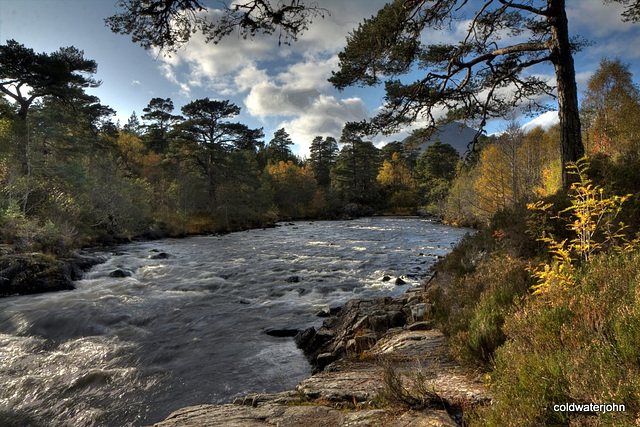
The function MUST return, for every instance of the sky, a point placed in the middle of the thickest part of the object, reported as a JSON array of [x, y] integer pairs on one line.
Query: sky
[[276, 86]]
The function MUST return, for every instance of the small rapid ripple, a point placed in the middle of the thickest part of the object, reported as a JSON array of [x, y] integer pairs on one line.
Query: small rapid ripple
[[186, 327]]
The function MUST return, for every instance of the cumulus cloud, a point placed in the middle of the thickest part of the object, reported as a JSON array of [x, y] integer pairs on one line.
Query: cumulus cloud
[[545, 121], [325, 116]]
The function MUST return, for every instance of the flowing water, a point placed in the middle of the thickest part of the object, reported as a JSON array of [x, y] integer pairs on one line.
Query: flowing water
[[189, 329]]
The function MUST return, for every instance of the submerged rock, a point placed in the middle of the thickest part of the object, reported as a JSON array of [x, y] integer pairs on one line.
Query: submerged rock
[[120, 273], [161, 255], [281, 332]]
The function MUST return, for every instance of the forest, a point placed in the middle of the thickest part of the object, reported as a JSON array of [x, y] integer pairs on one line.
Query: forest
[[542, 299]]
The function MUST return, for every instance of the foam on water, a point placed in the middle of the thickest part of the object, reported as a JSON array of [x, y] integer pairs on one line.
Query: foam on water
[[188, 329]]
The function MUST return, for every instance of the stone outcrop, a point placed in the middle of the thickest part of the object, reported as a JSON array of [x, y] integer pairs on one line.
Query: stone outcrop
[[351, 391], [354, 353], [35, 273], [359, 325]]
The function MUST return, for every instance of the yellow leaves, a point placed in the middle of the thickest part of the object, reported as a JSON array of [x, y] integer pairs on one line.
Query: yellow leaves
[[394, 174], [591, 213]]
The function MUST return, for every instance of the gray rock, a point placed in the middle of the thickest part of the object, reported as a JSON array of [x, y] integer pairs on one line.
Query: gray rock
[[120, 273]]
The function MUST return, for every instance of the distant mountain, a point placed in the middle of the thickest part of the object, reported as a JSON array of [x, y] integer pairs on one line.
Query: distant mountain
[[456, 134]]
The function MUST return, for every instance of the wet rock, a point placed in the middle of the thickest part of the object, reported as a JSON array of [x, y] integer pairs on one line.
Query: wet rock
[[420, 326], [335, 310], [120, 273], [281, 332], [396, 318], [379, 323], [33, 274], [420, 312], [362, 343], [161, 255]]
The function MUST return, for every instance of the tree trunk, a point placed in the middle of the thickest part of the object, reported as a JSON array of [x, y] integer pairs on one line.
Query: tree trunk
[[571, 147]]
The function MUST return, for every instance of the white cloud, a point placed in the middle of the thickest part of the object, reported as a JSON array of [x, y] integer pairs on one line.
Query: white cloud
[[545, 121], [596, 18], [325, 116]]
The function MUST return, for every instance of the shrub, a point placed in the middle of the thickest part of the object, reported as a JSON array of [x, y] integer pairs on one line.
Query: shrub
[[472, 314], [582, 348]]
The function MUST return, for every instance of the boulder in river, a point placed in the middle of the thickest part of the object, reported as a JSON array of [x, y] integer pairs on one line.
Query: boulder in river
[[160, 255], [281, 332], [120, 273]]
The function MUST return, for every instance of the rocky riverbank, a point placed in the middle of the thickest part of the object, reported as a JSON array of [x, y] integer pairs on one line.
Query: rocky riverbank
[[34, 273], [377, 362]]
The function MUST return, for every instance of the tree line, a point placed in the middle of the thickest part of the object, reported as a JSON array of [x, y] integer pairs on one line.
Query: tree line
[[72, 176]]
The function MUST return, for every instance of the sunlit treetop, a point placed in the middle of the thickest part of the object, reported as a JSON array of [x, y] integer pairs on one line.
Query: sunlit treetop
[[169, 24]]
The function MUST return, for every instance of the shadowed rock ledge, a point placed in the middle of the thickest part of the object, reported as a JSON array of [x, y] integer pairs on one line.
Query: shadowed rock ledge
[[377, 363]]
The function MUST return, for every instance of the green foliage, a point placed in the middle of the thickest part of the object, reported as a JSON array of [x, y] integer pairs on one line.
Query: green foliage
[[580, 349], [591, 214], [473, 311]]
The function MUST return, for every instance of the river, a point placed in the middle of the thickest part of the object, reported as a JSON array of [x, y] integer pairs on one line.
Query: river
[[187, 327]]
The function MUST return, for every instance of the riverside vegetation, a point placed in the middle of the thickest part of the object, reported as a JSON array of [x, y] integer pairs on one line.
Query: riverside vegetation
[[546, 302]]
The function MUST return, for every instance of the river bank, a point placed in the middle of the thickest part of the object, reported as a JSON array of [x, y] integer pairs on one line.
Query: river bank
[[35, 273], [376, 362]]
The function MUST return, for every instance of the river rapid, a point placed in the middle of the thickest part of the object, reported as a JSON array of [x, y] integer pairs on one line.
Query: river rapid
[[188, 328]]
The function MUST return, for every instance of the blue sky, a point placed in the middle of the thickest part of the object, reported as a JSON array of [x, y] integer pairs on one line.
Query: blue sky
[[275, 86]]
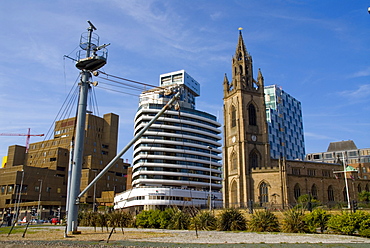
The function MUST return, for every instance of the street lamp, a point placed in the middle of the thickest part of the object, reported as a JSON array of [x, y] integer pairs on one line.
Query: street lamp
[[38, 205], [210, 178], [19, 194]]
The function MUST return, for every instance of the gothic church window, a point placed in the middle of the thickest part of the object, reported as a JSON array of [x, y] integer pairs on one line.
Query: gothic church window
[[253, 160], [252, 115], [330, 193], [234, 194], [234, 163], [264, 193], [314, 191], [233, 116], [297, 191]]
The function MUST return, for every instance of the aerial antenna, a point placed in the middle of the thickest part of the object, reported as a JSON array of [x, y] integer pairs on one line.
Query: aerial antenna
[[91, 25]]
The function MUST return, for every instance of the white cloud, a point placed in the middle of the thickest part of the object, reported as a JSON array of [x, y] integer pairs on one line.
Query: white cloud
[[363, 73], [361, 93]]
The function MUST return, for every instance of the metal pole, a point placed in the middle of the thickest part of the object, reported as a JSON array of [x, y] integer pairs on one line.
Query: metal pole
[[94, 198], [38, 205], [79, 145], [119, 155], [345, 180], [210, 178], [19, 195]]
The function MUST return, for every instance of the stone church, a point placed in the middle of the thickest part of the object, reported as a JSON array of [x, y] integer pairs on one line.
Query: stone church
[[251, 176]]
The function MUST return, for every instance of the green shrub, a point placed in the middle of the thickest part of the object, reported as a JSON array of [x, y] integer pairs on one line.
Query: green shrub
[[165, 217], [148, 219], [364, 229], [264, 221], [293, 221], [317, 219], [179, 221], [232, 220], [205, 220], [347, 223]]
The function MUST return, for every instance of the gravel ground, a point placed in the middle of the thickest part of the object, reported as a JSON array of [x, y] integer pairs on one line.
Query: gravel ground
[[38, 236]]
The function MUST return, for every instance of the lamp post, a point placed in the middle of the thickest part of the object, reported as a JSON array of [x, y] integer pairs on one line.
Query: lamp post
[[345, 180], [94, 197], [210, 178], [19, 195], [38, 205]]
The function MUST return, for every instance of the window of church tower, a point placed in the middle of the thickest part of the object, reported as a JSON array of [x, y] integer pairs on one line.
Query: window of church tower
[[233, 116], [330, 193], [314, 191], [233, 162], [252, 115], [264, 193], [297, 191], [253, 160]]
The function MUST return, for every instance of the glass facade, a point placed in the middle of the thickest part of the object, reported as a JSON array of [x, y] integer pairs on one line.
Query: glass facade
[[285, 124]]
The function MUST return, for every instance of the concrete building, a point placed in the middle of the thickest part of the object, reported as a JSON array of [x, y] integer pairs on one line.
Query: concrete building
[[176, 162], [346, 151], [251, 176], [285, 124], [43, 171]]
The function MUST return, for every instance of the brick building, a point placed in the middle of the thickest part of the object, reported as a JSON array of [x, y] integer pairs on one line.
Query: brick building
[[43, 171]]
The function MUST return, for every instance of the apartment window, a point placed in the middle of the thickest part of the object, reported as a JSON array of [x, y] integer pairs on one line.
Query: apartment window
[[311, 172], [297, 191], [328, 155], [316, 156], [326, 173], [330, 193], [296, 171], [252, 115], [352, 154]]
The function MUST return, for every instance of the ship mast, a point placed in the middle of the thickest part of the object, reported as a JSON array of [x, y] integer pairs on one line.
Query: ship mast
[[96, 57]]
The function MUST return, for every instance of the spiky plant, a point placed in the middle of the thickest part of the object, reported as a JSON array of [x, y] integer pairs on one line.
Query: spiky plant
[[317, 219], [180, 221], [264, 221], [294, 221], [205, 220], [232, 220]]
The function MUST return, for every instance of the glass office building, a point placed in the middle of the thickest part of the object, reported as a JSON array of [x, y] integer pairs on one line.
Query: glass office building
[[285, 124]]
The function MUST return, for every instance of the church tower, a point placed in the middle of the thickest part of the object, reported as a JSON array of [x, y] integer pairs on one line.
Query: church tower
[[246, 145]]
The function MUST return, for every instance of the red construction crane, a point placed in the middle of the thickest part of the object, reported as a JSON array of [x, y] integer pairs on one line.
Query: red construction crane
[[28, 134]]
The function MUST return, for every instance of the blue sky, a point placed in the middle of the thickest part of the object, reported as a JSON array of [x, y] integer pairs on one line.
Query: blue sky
[[318, 51]]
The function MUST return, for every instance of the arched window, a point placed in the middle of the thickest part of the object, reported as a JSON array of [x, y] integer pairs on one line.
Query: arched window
[[253, 160], [331, 193], [264, 193], [234, 162], [234, 194], [359, 188], [314, 191], [252, 115], [297, 191], [233, 116]]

Task
Where the records above contain a line with "The function MUST return, for every instance of the church", repeat that line and each later line through the end, exactly, and nothing more.

Result for this exercise
The function MUST return, for every instance of the church tower, a point placed in the middle of the thickest part of the object, reported as a JSON array of [x, y] integer pairs on one line.
Query: church tower
[[246, 145]]
The function MUST return, for every instance of the red construction crane, a point placed in the middle of the thickest part of the object, reported as a JSON array of [x, y] integer pairs on one line.
Query: red construction crane
[[28, 134]]
The function MUST return, for every instance of the blue sky, a point placed in the middle of the thickest part of the object, reported as a JSON array of [x, y] integer pairs on one line.
Query: blue sky
[[318, 51]]
The function MUST return, for every instance of the arched window, a point placed in the middle of the thickest part of the object, reported as a JSON array of [x, y] integer pairs on one line.
Query: arched window
[[253, 160], [331, 193], [264, 193], [234, 162], [234, 194], [359, 188], [314, 191], [252, 115], [297, 191], [233, 116]]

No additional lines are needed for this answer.